__Extracted data__:

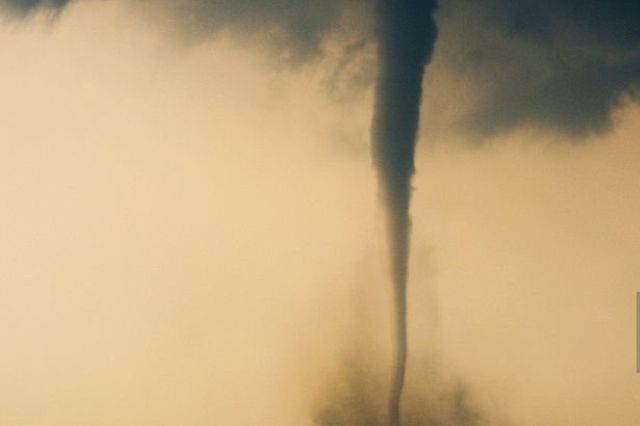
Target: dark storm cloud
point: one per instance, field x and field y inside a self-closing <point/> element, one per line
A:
<point x="23" y="7"/>
<point x="563" y="65"/>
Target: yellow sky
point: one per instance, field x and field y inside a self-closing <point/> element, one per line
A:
<point x="182" y="227"/>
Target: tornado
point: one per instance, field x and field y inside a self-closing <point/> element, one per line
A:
<point x="406" y="33"/>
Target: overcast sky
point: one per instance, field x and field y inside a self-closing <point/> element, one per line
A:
<point x="187" y="224"/>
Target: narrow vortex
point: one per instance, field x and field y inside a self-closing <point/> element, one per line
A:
<point x="406" y="34"/>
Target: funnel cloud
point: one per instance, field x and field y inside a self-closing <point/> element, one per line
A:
<point x="406" y="34"/>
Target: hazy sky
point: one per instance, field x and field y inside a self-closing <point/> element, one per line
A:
<point x="187" y="228"/>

__Problem__:
Each entry needs to be returned verbatim, with its pictures left out.

__Expected output__:
Target: dark storm cloud
point: one per instance, field x and field y inside a self-closing <point/> element, one per line
A:
<point x="23" y="7"/>
<point x="563" y="65"/>
Target: yellow sky
point: one per instance, field x and field y inside a self-closing <point/> element, one per line
A:
<point x="182" y="227"/>
Target: tornado
point: one per instance, field x and field y inside a self-closing <point/> element, one per line
A:
<point x="406" y="33"/>
Target: overcast sky
point: one per instance, field x and field y inside a self-closing <point/> element, one per line
A:
<point x="187" y="224"/>
Target: narrow vortex
point: one per instance, field x and field y inside a self-closing <point/> element, one per line
A:
<point x="406" y="34"/>
Target: funnel cloud
point: one per instance, field x and field y inside a self-closing <point/> element, one per line
A:
<point x="406" y="34"/>
Target: hazy sky
point: one per instance, field x and field y inside a self-closing <point/> element, one per line
A:
<point x="187" y="228"/>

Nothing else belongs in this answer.